Most long-short hedge funds with roots in Tiger Management are trailing the broad market at the halfway point this year: The majority have gains in the low teens or single digits. In some cases their long-only funds are faring better.

The most glaring exception: Light Street Capital Management. Institutional Investor previously reported that its long-short fund posted a 9.5 percent gain in June and is up 54.6 percent for the year. The long-only fund surged 8.9 percent for the month and 36.9 percent so far this year. In comparison, the S&P 500 was up 15.3 percent in the first six months, including dividends reinvested.

D1 Capital Partners’ public securities class posted a 20.1 percent rise in the first half, according to two people who have seen the results. However, results for Dan Sundheim’s hedge fund firm’s largest class, which devotes 35 percent or so of its assets to private investments, could not be determined.

Stephen Mandel Jr.’s Lone Pine Capital barely beat the benchmark in first-half 2024. Its long-short and long-only funds were both up between 1 and 2 percent in June and about 1 percent for the second quarter, an investor says. For the first half, the long-short fund and long-only funds climbed 16 percent and 15 percent, respectively.

As of the end of the first quarter, three Magnificent Seven stocks ranked among the firm’s four largest U.S. longs: Meta Platforms, Microsoft, and Amazon. Taiwan Semiconductor Manufacturing Corp., an AI play, was the second-largest.

Elsewhere, Chris Hansen’s Valiant Capital Management gained 6.73 percent in its public securities portfolio in June, boosting its gain for the year to 13.3 percent, according to a monthly email to clients that was seen by II. In the first quarter, Valiant established a new large stake in TSMC that is now its second-largest long position, according to its first-quarter letter. A first-quarter 13F filing revealed that Maplebear, the parent of online shopping company Instacart, was by far the largest common stock long, followed by Microsoft.

Lee Ainslie III’s Maverick Capital posted gains in its long-short fund of nearly 1 percent in June and 11.32 percent for the first half. Maverick Long increased nearly 3 percent for the month and 13.82 percent for the year. Maverick Long Enhanced also rose about 3 percent in June and is now up 13.3 percent for the first six months, according to a hedge fund database.

**What you will do:**
A. Answer these about the article on Tiger-rooted hedge funds, one answer per line:
(i) How much was the S&P 500 up in the first six months, including dividends reinvested?
(ii) What company does the article name as the parent of Instacart?
(iii) About what share of its assets does the largest class of Dan Sundheim's firm devote to private investments?
B. Copy everything in the article on Tiger-rooted hedge funds from "Lee Ainslie III’s" down to "hedge fund database.".
C. Carry on the article about Tiger-rooted hedge funds from the point where it stops.

**Collected data:**
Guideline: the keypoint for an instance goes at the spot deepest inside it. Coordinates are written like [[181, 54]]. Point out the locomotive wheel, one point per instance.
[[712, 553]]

**Responses by task:**
A.
(i) 15.3 percent
(ii) Maplebear
(iii) 35 percent or so

B.
Lee Ainslie III’s Maverick Capital posted gains in its long-short fund of nearly 1 percent in June and 11.32 percent for the first half. Maverick Long increased nearly 3 percent for the month and 13.82 percent for the year. Maverick Long Enhanced also rose about 3 percent in June and is now up 13.3 percent for the first six months, according to a hedge fund database.

C.
South Korean e-commerce company Coupang remains Maverick’s largest long, accounting for roughly 18 percent of U.S. common stock assets as of the end of the first quarter. The next two largest U.S. common stock long positions were Amazon and Nvidia.

Chase Coleman’s Tiger Global Management showed a 4.1 percent gain in June in its long-short fund, with a return of 12.8 percent for the first half, say two people who have seen the results. The firm’s crossover fund, which allocates a big chunk of assets to private companies as well as public securities, was up 15.9 percent in the first half of the year, the sources reported. Meta and Microsoft combined to account for nearly one-third of the firm’s U.S.-listed assets at the end of the first quarter.

Philippe Laffont’s Coatue Management, for its part, posted a 9.6 percent rise in the first half after gaining 1.3 percent in June, according to someone who has seen the results. Meta, Amazon, and Microsoft were the three largest U.S. long positions at the end of March, and TSMC was the fifth largest after the hedge fund firm built most of its position during the quarter.

Elsewhere, O. Andreas Halvorsen’s Viking Global Investors had an 8.2 percent jump in its long-short fund in the first half after gaining 2.1 percent in June, according to an investor. Viking Long Fund fared better than the hedge fund, climbing 10.7 percent for the half after rising 2.6 percent last month.